**EXCERPTED DATA**
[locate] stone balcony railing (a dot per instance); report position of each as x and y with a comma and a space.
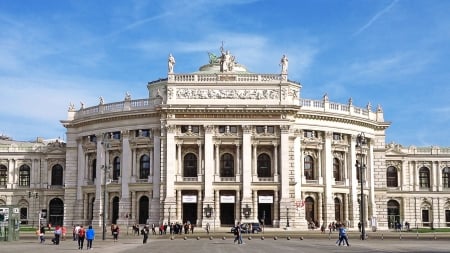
228, 77
343, 109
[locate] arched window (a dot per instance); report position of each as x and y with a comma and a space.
337, 209
446, 177
116, 168
391, 177
57, 175
227, 165
190, 165
337, 170
144, 167
3, 175
24, 175
309, 167
309, 210
424, 177
264, 166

**STATED EXERCISE**
Copy out every item above word for word, leaving out the pictures.

**EXERCISE RESULT**
[locate] stone balcony railing (a dot per instance); report position of each as x and y with a comma and a space.
228, 77
343, 109
[locate] arched window (a dot per instance); report position of each as x and y with a comma and a space.
337, 209
446, 177
116, 168
391, 177
57, 175
227, 165
190, 165
337, 170
144, 167
3, 175
24, 175
309, 167
309, 210
424, 177
264, 166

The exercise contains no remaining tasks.